[Source records]
= = = = =

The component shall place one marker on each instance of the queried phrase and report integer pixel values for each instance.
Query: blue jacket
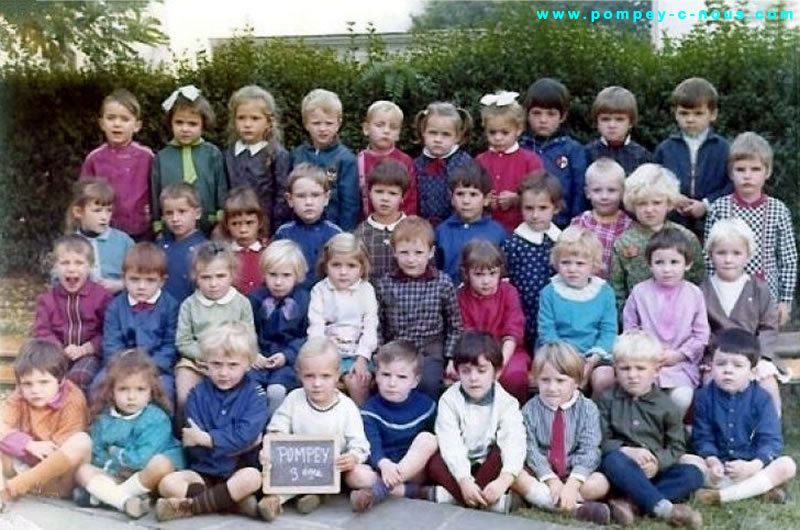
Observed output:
(233, 418)
(340, 164)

= = = = =

→ **Action item**
Each record should appear again exactly as it stands, with no picture included.

→ **Answer for the task**
The component shall place one marker on each instance of the queried phrase and report integer pixel values for each instance.
Query: blue jacket
Observed output:
(233, 418)
(340, 164)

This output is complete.